[Start of MATERIAL PROVIDED]

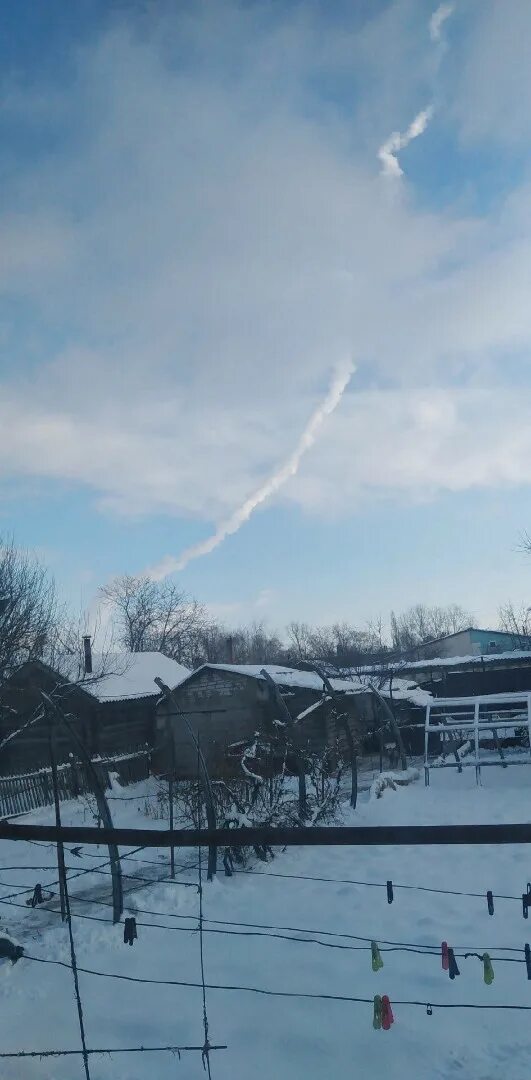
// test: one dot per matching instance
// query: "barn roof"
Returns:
(132, 675)
(402, 689)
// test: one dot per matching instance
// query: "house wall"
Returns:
(30, 750)
(473, 643)
(484, 678)
(125, 726)
(225, 707)
(221, 709)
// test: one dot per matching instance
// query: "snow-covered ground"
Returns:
(289, 1038)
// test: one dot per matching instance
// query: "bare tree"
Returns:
(28, 607)
(421, 624)
(299, 635)
(516, 621)
(157, 616)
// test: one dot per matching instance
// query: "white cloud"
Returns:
(396, 142)
(185, 274)
(490, 94)
(438, 18)
(274, 483)
(393, 444)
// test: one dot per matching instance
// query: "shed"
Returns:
(227, 704)
(114, 713)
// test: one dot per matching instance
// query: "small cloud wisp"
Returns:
(438, 18)
(271, 486)
(396, 142)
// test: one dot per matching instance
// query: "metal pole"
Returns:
(60, 847)
(103, 807)
(172, 849)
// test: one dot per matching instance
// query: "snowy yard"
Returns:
(289, 1038)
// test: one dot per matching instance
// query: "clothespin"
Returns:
(528, 960)
(444, 952)
(488, 969)
(377, 959)
(387, 1017)
(526, 901)
(37, 898)
(130, 931)
(377, 1020)
(452, 964)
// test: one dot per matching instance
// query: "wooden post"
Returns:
(104, 811)
(285, 716)
(205, 780)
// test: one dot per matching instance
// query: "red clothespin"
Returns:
(387, 1017)
(444, 952)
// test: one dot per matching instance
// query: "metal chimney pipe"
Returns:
(87, 653)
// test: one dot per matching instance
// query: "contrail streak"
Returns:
(171, 564)
(387, 151)
(438, 18)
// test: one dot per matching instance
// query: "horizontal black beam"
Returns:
(389, 835)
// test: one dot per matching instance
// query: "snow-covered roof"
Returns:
(402, 689)
(132, 675)
(511, 656)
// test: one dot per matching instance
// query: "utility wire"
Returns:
(284, 933)
(107, 1050)
(420, 949)
(379, 885)
(280, 994)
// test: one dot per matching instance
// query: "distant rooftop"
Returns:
(132, 675)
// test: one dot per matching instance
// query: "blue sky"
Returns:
(196, 227)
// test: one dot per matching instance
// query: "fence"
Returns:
(33, 790)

[End of MATERIAL PROVIDED]

| PROBLEM DESCRIPTION |
Copy the records above exactly. The pictures are not part of the copy.

| FULL RESPONSE |
// test: one dot per matching instance
// query: "barn roof"
Returns:
(132, 675)
(402, 689)
// test: one dot per matching instance
// query: "house wall"
Returns:
(30, 750)
(473, 643)
(484, 678)
(125, 726)
(225, 707)
(221, 709)
// test: one dot per matching instance
// query: "snow-covered ground"
Returns:
(289, 1038)
// test: one dot per matching instance
// query: "bare tree"
Returns:
(28, 607)
(421, 624)
(299, 635)
(516, 621)
(157, 616)
// test: one dot per matching instance
// query: "white cloud"
Returns:
(396, 142)
(185, 274)
(490, 94)
(438, 18)
(274, 483)
(393, 444)
// test: one dot per matching instance
// query: "shed"
Returns:
(227, 704)
(114, 713)
// test: one dot per matching instance
// query: "small cloud wisp"
Returns:
(438, 18)
(271, 486)
(396, 142)
// test: one dot per matching instance
// query: "metal pole"
Returns:
(60, 847)
(103, 807)
(172, 849)
// test: one dot per matching instance
// query: "snowy yard"
Returns:
(289, 1038)
// test: one dot per matching instance
// query: "clothespin"
Returns:
(528, 960)
(444, 952)
(488, 969)
(377, 959)
(387, 1017)
(526, 901)
(37, 898)
(130, 931)
(377, 1020)
(452, 964)
// test: one dot per matching instance
// query: "wooden post"
Returns:
(104, 811)
(285, 716)
(205, 780)
// test: one dot per matching instance
// query: "red clothespin"
Returns:
(387, 1017)
(444, 952)
// test: one dot per matching instance
// query: "metal chimney pipe"
Returns:
(87, 653)
// test: one dot per matching instance
// query: "contrail streak"
Returns:
(171, 564)
(387, 151)
(438, 18)
// test: one dot per matching instance
// query: "horizontal black beam"
Returns:
(389, 835)
// test: one dot per matching instance
// query: "snow-covered roof"
Returns:
(402, 689)
(132, 675)
(511, 656)
// test: one dot per matching instance
// query: "utility wire"
Returns:
(284, 933)
(107, 1050)
(420, 949)
(379, 885)
(280, 994)
// test: one dot per matching instance
// query: "distant rooftop"
Returns:
(132, 675)
// test: one dot per matching instance
// query: "blue sky"
Returns:
(196, 227)
// test: one dot per matching instance
// query: "fence"
Returns:
(33, 790)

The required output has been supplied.